::: Material for this task :::

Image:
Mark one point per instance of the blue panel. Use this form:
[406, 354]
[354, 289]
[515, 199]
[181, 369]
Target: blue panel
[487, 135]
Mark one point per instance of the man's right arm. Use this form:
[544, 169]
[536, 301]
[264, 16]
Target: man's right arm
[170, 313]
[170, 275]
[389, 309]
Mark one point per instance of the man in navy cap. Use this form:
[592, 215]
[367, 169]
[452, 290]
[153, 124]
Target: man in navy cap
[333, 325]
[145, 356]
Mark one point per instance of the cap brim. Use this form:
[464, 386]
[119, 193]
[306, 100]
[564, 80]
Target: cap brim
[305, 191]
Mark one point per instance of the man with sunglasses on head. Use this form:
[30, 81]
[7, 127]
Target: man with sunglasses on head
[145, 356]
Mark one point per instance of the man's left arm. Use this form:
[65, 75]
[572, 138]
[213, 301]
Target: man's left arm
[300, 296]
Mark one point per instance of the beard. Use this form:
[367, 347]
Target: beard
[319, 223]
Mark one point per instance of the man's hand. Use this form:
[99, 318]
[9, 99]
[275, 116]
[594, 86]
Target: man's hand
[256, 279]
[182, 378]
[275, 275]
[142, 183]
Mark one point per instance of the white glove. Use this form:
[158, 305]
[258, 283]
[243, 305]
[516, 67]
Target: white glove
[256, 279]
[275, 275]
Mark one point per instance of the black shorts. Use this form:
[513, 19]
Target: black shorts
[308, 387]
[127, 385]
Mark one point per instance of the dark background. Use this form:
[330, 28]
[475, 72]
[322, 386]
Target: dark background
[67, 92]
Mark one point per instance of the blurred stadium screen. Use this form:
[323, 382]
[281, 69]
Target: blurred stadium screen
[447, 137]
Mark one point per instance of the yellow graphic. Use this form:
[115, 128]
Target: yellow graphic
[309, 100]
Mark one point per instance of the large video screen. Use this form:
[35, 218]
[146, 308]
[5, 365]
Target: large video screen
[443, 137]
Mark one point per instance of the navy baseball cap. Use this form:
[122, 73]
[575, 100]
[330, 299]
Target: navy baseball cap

:::

__Exercise aim__.
Where does the string "baseball" occur in the data above? Copy every line that holds it.

__Solution__.
Mark one point per instance of the navy baseball cap. Use this form:
Target: navy baseball cap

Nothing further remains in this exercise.